Which lines in the records below contain the word "white"? Report every such line in full.

### Data for processing ###

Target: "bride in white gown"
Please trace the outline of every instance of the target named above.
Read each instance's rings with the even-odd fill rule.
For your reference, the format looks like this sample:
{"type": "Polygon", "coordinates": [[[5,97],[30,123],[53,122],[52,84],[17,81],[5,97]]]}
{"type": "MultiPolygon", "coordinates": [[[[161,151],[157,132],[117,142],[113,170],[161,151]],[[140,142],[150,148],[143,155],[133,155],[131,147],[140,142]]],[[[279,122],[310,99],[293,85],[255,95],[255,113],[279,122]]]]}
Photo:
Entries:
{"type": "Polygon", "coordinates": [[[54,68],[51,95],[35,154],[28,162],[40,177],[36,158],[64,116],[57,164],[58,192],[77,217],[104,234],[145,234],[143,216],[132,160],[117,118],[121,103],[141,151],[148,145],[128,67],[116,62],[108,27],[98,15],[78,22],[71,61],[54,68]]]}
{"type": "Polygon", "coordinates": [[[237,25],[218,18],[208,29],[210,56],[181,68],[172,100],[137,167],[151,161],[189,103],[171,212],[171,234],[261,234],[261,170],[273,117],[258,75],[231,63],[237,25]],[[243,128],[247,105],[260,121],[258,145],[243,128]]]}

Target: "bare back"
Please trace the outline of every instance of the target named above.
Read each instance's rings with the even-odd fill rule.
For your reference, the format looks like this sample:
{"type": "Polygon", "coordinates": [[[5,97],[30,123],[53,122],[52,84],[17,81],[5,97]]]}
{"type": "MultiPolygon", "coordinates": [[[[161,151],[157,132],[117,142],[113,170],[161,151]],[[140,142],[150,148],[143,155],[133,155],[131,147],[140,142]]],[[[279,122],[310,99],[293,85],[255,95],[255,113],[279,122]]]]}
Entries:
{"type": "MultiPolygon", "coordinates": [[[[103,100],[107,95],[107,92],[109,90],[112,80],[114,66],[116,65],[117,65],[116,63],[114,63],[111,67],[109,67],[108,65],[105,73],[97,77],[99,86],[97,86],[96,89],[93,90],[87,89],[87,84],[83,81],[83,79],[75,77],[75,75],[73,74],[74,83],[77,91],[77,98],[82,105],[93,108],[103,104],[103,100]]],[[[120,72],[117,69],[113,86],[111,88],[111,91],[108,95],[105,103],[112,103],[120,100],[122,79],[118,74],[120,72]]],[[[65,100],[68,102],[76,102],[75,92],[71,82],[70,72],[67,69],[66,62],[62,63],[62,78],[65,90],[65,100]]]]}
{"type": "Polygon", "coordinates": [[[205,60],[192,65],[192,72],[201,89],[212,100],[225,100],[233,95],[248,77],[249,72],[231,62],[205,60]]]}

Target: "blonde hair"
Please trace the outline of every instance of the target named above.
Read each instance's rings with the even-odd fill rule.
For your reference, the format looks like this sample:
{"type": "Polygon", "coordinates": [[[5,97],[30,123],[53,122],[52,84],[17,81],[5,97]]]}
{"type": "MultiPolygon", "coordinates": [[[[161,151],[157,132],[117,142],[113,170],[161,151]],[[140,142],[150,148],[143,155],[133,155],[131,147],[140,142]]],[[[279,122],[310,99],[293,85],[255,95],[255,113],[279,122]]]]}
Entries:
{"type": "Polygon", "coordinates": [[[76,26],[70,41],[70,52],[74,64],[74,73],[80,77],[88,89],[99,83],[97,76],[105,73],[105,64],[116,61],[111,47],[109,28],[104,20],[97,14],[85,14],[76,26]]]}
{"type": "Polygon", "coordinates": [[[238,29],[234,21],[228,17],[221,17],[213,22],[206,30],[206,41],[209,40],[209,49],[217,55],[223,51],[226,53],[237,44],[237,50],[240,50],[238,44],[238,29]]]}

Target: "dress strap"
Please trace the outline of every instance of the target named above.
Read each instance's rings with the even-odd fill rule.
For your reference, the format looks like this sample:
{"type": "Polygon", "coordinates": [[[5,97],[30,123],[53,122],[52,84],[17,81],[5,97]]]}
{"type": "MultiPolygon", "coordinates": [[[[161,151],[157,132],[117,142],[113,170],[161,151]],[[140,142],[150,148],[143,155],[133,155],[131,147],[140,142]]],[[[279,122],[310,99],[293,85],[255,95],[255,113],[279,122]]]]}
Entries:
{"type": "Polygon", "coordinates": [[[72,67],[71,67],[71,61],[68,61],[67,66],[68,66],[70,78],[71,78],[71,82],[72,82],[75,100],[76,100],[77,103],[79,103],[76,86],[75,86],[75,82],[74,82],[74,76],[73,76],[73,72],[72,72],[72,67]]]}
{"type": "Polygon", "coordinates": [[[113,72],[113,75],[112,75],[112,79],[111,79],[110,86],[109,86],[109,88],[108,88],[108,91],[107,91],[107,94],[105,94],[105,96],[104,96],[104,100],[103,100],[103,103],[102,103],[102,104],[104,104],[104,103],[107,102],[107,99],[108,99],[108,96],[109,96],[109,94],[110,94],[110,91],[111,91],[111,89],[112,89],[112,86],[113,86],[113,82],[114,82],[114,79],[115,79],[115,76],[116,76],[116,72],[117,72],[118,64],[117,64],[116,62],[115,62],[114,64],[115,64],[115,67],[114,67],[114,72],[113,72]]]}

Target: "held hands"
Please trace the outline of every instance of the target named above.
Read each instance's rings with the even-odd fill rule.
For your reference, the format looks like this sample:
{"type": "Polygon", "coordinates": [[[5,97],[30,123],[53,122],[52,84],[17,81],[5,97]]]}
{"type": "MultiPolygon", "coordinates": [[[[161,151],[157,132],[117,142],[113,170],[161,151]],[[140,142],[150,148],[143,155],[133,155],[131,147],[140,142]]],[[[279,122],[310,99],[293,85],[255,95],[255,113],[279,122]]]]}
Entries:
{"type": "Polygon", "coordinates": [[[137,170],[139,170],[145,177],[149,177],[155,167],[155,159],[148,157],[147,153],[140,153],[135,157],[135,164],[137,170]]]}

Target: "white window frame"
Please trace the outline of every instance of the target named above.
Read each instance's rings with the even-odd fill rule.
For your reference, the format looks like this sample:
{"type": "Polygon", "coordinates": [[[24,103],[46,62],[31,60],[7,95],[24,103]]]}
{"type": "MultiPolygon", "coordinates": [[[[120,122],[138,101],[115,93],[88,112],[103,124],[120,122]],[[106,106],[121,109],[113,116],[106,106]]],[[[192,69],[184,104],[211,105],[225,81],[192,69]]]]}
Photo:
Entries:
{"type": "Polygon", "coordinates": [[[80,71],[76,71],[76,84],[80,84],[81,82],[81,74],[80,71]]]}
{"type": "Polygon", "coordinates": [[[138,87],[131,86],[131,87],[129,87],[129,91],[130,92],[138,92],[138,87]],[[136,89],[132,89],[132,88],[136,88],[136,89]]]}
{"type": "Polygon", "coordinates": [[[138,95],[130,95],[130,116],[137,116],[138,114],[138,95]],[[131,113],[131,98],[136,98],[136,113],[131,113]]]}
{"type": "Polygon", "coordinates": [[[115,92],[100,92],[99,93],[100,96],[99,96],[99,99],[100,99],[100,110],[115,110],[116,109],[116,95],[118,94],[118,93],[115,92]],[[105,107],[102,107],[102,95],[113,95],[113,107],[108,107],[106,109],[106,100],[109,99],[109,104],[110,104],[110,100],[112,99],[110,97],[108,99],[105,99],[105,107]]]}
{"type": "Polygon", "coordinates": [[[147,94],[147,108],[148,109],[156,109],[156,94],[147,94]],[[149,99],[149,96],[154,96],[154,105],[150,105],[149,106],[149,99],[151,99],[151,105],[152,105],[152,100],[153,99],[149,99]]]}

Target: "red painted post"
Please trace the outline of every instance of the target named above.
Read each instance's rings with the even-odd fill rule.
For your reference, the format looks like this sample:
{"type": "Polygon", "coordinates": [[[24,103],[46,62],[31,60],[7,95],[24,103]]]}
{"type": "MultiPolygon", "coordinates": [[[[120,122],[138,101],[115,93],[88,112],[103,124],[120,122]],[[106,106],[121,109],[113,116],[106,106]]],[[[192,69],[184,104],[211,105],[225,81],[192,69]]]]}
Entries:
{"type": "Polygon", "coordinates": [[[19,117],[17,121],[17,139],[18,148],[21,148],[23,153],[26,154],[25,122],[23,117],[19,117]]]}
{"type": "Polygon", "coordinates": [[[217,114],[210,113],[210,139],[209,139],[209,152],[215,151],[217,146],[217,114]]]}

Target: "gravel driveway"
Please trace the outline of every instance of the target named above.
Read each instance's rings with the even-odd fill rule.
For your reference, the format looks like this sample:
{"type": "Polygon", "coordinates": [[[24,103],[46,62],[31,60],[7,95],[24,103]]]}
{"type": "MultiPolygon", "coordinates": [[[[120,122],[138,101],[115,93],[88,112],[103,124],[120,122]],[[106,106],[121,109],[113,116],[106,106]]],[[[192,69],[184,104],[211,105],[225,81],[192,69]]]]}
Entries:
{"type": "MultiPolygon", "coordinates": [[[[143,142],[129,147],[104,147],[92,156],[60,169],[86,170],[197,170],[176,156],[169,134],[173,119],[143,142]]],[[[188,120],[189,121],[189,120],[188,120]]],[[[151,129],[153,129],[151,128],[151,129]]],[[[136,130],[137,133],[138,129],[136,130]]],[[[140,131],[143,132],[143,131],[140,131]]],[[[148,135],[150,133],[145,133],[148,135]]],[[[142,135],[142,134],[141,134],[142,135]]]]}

###

**Result for this task:**
Target: "bride in white gown"
Target: "white window frame"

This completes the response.